Start of EXERCISE PASSAGE

Updated: May 31, 2021

This smells like a year-end post. It has all the ingredients – the googlies life threw at me, the good stuff that happened, the lessons I learned from all this because it’s either that or go into therapy and pay to learn them. It’s too soon for a year-end post, I know. But who is to say what will have happened by December 31st? Nobody knows. And so, with this elegant segue into Life Lessons 2018, here goes nothing.


Good things first. My second book ‘Swear You Won’t Tell?’ finally came out this March. (If you haven’t already, give it a read. If you have, thank you, you’re the best!) Considering it took three years to write, one year to get rejected and another to get published, I’m thrilled that people have liked it enough to leave flattering reviews on both old and new media (if that’s you, reader, I hereby craft the adjective ‘megabest’, in your honour.) I’d be lying if I said there weren’t times I was discouraged by all the rejection. As a writer, it’s incredibly easy to doubt yourself. Besides, I was navigating hitherto uncharted (for me) waters with this whole comic thriller business. But it worked. Staying the course, not giving up, doing all that nonsense self-help books tell you to do, worked. Which means the next time someone tells me I’m not good enough, I’ll take it on my chin and not my self-belief. One hopes. So, for lesson one, I will quote Aerosmith: Dream on, dream on, dream on, dream on till your dream comes true.

End of EXERCISE PASSAGE
Start of RECORD SET

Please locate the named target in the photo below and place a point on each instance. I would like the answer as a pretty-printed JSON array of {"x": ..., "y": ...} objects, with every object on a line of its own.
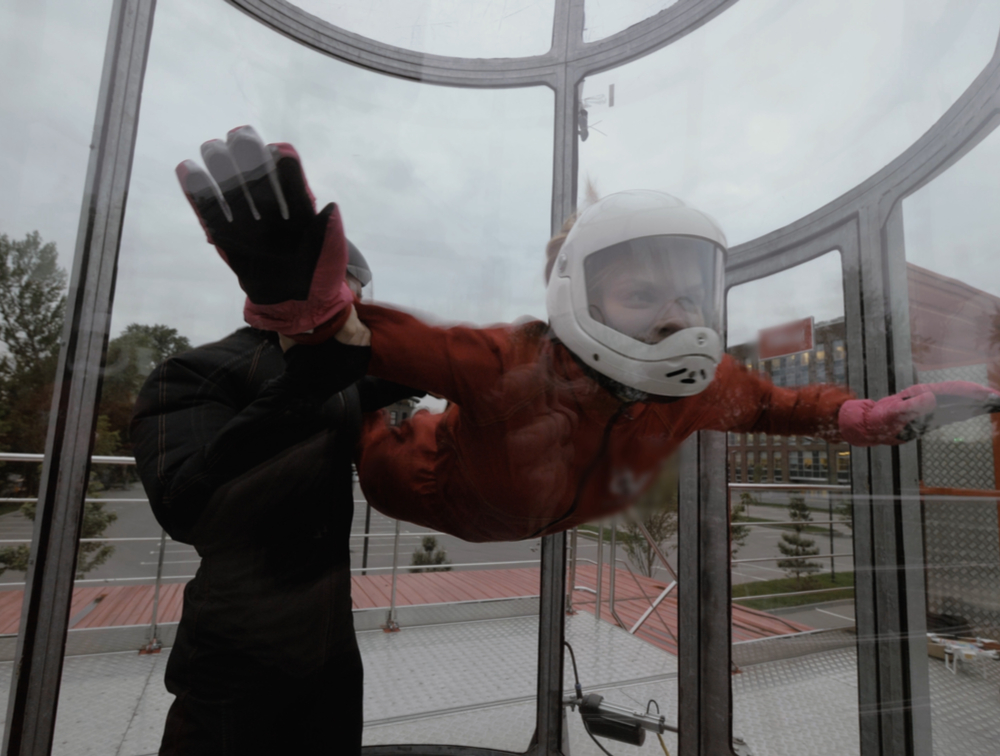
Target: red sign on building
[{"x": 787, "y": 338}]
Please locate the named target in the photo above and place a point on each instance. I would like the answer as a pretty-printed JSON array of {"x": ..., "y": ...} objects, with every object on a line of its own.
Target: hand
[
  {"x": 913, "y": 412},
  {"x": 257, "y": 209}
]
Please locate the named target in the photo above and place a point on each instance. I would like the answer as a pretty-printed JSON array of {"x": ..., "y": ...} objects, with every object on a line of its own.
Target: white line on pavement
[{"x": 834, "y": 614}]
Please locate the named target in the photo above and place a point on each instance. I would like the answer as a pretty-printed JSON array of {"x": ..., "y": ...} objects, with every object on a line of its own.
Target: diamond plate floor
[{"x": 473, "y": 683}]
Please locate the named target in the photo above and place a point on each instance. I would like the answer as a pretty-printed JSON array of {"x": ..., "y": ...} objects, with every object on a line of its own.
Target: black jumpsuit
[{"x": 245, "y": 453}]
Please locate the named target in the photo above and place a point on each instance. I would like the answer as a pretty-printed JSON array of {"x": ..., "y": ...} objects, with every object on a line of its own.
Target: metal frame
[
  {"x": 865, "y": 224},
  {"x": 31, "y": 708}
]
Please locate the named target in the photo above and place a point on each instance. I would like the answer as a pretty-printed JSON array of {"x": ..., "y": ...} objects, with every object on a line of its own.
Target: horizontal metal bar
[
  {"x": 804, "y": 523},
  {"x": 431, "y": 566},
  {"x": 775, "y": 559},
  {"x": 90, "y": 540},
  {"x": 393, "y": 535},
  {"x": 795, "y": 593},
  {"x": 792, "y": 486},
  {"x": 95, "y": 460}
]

End of RECORD SET
Start of RECORD SET

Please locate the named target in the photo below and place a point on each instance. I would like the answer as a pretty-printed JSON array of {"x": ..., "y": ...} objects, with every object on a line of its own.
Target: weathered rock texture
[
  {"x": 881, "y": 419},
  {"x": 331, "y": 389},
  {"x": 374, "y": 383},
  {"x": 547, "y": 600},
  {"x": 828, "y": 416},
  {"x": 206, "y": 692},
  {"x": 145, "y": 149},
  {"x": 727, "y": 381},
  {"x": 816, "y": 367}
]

End of RECORD SET

▶ [QUESTIONS]:
• A. In the Life Lessons 2018 post, how long did the second book take to write?
• B. Write the next part of the Life Lessons 2018 post, starting after its last sentence.
The stored entries are separate material and have no connection to the Life Lessons 2018 post.

▶ [LIST OF ANSWERS]:
• A. Three years.

• B.
Now, to the bad. This has been a tremendously bad year, health-wise, for Rook, Pookie and me. Between Pookie’s middle-of-the-night forehead gash, my slipped disc, Rook’s dengue, my IBS and my brutal eczema, I thought we’d exhausted our being fucked quota. But then came Diwali. And with it, a severe rash that now has me looking like Wade Wilson, minus the Deadpool suit. I’m an itchy, scratchy, tetchy mess. Sleep is impossible without antihistamines and I get barely 4 hours of it at the most, before the itching begins again. Looking in the mirror is an exercise in self-flagellation. I have begun to think of my previous eczema flare-ups with misty-eyed fondness. Poor Rook walks around like someone who’s had all the fight kicked out of him. And me, I’m doing the most Pinterest-y thing ever: writing in a gratitude journal. Why? Because turns out, counting your blessings gives you some perspective. A positive one, at that.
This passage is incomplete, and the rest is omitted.